> WHAT TO DO
When a line of the listing below has the string "gecko" in it, copy that line.

> DATA FOR ANALYSIS
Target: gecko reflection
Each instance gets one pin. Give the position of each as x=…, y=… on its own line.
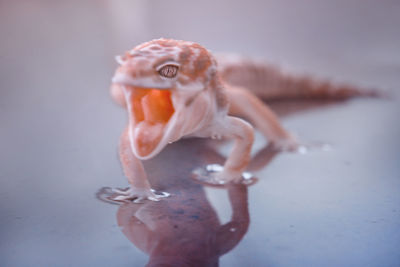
x=184, y=230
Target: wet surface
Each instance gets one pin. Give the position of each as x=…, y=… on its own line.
x=59, y=134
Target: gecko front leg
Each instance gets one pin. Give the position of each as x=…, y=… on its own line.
x=242, y=133
x=134, y=171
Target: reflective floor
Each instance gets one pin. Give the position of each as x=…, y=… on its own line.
x=337, y=206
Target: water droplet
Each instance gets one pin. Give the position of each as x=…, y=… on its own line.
x=302, y=150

> EXERCISE ANSWER
Target: gecko reflection
Target: gecko front leg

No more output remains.